YOUR ASSIGNMENT
Each record below needs to be retyped exactly.

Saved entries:
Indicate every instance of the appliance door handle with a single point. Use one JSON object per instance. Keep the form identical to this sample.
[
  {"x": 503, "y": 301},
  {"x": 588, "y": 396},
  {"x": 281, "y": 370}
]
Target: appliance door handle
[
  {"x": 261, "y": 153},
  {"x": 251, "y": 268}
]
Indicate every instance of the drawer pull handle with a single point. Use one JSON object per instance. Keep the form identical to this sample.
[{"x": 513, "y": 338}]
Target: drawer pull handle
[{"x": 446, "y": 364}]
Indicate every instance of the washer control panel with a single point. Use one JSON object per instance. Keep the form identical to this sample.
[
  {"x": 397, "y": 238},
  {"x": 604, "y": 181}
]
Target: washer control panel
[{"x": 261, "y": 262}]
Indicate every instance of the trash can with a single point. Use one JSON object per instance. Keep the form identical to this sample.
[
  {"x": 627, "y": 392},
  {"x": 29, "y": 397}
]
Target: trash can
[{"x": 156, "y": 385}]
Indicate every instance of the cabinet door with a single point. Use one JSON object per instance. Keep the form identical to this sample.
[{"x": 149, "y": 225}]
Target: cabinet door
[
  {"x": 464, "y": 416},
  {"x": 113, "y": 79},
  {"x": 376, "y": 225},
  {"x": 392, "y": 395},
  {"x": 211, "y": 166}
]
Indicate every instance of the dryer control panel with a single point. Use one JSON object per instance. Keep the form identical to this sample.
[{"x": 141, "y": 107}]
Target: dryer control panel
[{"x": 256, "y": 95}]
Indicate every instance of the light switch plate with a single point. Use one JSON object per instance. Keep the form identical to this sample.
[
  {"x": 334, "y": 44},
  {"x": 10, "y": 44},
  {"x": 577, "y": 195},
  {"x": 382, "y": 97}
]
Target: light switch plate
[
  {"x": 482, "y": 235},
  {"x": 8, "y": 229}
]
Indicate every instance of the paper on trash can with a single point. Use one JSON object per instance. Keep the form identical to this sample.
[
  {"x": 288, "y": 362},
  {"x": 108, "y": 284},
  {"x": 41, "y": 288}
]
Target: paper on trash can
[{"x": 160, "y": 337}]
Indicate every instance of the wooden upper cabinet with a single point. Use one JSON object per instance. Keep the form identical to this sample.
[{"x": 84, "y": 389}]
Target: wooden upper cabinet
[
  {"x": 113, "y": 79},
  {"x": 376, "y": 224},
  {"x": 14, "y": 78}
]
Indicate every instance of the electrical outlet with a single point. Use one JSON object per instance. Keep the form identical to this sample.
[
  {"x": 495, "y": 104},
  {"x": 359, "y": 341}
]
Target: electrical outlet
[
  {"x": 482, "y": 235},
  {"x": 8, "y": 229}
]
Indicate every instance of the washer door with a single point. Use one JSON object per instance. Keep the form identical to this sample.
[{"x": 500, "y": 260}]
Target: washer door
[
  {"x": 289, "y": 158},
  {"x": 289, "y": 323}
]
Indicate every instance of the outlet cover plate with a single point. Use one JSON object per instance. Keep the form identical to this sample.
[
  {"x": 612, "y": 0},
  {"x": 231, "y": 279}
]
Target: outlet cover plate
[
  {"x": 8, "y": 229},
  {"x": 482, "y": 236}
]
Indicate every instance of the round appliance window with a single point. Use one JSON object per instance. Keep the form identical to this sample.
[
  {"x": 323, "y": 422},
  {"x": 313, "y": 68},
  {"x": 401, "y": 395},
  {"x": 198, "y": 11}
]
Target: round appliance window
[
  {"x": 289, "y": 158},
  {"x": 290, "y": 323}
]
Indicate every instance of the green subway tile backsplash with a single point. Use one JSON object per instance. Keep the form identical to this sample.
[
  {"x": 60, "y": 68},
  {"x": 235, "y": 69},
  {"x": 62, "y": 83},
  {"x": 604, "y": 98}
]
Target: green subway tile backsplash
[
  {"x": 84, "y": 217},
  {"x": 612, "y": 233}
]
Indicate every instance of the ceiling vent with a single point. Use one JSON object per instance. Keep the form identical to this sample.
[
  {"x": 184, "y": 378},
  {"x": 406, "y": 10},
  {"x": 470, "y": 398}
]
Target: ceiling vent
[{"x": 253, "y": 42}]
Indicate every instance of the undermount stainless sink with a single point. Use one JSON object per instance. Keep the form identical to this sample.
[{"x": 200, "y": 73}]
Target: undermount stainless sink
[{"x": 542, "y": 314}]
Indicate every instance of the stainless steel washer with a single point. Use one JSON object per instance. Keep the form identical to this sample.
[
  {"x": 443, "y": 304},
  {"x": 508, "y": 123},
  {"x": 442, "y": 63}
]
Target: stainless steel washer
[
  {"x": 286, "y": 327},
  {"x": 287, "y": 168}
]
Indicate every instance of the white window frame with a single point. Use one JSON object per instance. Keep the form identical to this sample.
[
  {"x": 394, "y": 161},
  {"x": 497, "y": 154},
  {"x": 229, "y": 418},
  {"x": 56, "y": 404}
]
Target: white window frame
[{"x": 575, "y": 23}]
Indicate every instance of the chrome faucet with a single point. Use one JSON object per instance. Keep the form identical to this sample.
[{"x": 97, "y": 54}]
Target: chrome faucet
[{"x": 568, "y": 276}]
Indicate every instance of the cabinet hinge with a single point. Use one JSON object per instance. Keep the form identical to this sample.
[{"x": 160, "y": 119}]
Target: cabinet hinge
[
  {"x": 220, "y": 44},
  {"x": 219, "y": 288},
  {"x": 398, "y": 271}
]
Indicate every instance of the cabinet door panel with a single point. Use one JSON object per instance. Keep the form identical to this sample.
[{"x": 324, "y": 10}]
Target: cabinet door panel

ANSWER
Indicate every instance of the appliance door handle with a single point. Use one JSON object per instance. Keep the form identical to this sample.
[
  {"x": 503, "y": 301},
  {"x": 588, "y": 396},
  {"x": 281, "y": 370}
]
Target: appliance door handle
[
  {"x": 261, "y": 153},
  {"x": 251, "y": 268}
]
Indicate every instance of the drawer pull handle with a single point. Use one JSON object per instance. Keep the form identical to this sample.
[{"x": 513, "y": 338}]
Target: drawer pull handle
[{"x": 446, "y": 364}]
Indicate every instance of the washer control panel with a single point. Use one JSON object per instance. Keep the form identical to this sample.
[
  {"x": 397, "y": 238},
  {"x": 604, "y": 181}
]
Target: washer control panel
[{"x": 261, "y": 262}]
Indicate every instance of the trash can with a single point. Use one JSON object per instance. Keep the form identical to this sample.
[
  {"x": 627, "y": 392},
  {"x": 29, "y": 397}
]
Target: trash can
[{"x": 156, "y": 385}]
Indicate every instance of the cabinet door with a single point. Use one JSON object per instance. Keep the form identical to this sample.
[{"x": 149, "y": 225}]
Target: cabinet door
[
  {"x": 464, "y": 416},
  {"x": 113, "y": 79},
  {"x": 376, "y": 225},
  {"x": 392, "y": 395},
  {"x": 211, "y": 166}
]
Indicate every instance of the dryer control panel with a single point. Use one JSON object per instance. Keep the form identical to this sample.
[{"x": 141, "y": 107}]
Target: dryer control panel
[{"x": 256, "y": 95}]
Indicate every instance of the light switch plate with a single point. Use one JSON object per instance. Keep the form identical to this sample.
[
  {"x": 334, "y": 44},
  {"x": 10, "y": 44},
  {"x": 577, "y": 195},
  {"x": 382, "y": 97}
]
Target: light switch plate
[
  {"x": 482, "y": 235},
  {"x": 8, "y": 229}
]
Indicate every instance of the paper on trash can with a single point. Use one JSON object per instance. Keep the form identical to this sample.
[
  {"x": 288, "y": 362},
  {"x": 108, "y": 284},
  {"x": 41, "y": 288}
]
Target: paper on trash can
[{"x": 160, "y": 337}]
Indicate every instance of the wooden upper cabinet with a single point. Use one JSON object per instance. Keep the form identical to this sample.
[{"x": 84, "y": 389}]
Target: wooden upper cabinet
[
  {"x": 113, "y": 79},
  {"x": 376, "y": 224},
  {"x": 14, "y": 78}
]
Indicate every instance of the electrical outlet with a single point. Use one JSON object per instance. Keep the form identical to this sample.
[
  {"x": 495, "y": 104},
  {"x": 359, "y": 341}
]
Target: electrical outlet
[
  {"x": 482, "y": 235},
  {"x": 8, "y": 229}
]
Indicate every instance of the washer door with a single point. Use one JSON object per instance. Keep the form identical to this sample.
[{"x": 500, "y": 260}]
Target: washer door
[
  {"x": 289, "y": 158},
  {"x": 289, "y": 323}
]
Indicate every instance of the outlet cover plate with a single point. Use one JSON object per instance. Keep the form identical to this sample.
[
  {"x": 612, "y": 0},
  {"x": 231, "y": 279}
]
Target: outlet cover plate
[
  {"x": 8, "y": 229},
  {"x": 482, "y": 236}
]
Indicate every instance of the round appliance window with a single point. Use one JSON object per instance. Keep the form identical to this sample.
[
  {"x": 323, "y": 422},
  {"x": 313, "y": 68},
  {"x": 401, "y": 395},
  {"x": 198, "y": 11}
]
Target: round appliance window
[
  {"x": 289, "y": 158},
  {"x": 290, "y": 323}
]
Indicate every instance of the green subway tile backsplash with a single point. Use one JSON object per instance. Keep the form identical to this sample.
[
  {"x": 60, "y": 68},
  {"x": 235, "y": 69},
  {"x": 62, "y": 83},
  {"x": 604, "y": 98}
]
Target: green subway tile backsplash
[
  {"x": 84, "y": 217},
  {"x": 612, "y": 233}
]
Indicate every instance of the ceiling vent with a single point. Use one JSON object per instance. Keep the form identical to this sample.
[
  {"x": 184, "y": 378},
  {"x": 406, "y": 10},
  {"x": 470, "y": 398}
]
Target: ceiling vent
[{"x": 253, "y": 42}]
Indicate every instance of the undermount stainless sink with a single point. Use one JSON object per instance. Keep the form identical to this sample.
[{"x": 200, "y": 73}]
Target: undermount stainless sink
[{"x": 542, "y": 314}]
Indicate every instance of the stainless steel washer with a single point. Use one JSON object per instance. Keep the form identical to this sample.
[
  {"x": 443, "y": 304},
  {"x": 508, "y": 123},
  {"x": 442, "y": 63}
]
Target: stainless steel washer
[
  {"x": 286, "y": 327},
  {"x": 287, "y": 168}
]
Indicate every instance of the white window frame with a single point. Use one JSON object per instance. Keep the form identical to this sample.
[
  {"x": 394, "y": 161},
  {"x": 497, "y": 154},
  {"x": 229, "y": 418},
  {"x": 56, "y": 404}
]
Target: white window frame
[{"x": 575, "y": 23}]
Indicate every instance of the chrome faucet with a single point. Use one JSON object per instance. Keep the form identical to this sample.
[{"x": 97, "y": 54}]
Target: chrome faucet
[{"x": 568, "y": 276}]
Indicate every instance of the cabinet hinge with a single point. Use one JSON object per instance. Keep the form identical to this sample.
[{"x": 160, "y": 119}]
Target: cabinet hinge
[
  {"x": 220, "y": 44},
  {"x": 219, "y": 288},
  {"x": 398, "y": 271}
]
Indicate every instance of the cabinet door panel with a single point. Use one JSON object per instance. Keep the form identical to this sample.
[{"x": 324, "y": 10}]
Target: cabinet door panel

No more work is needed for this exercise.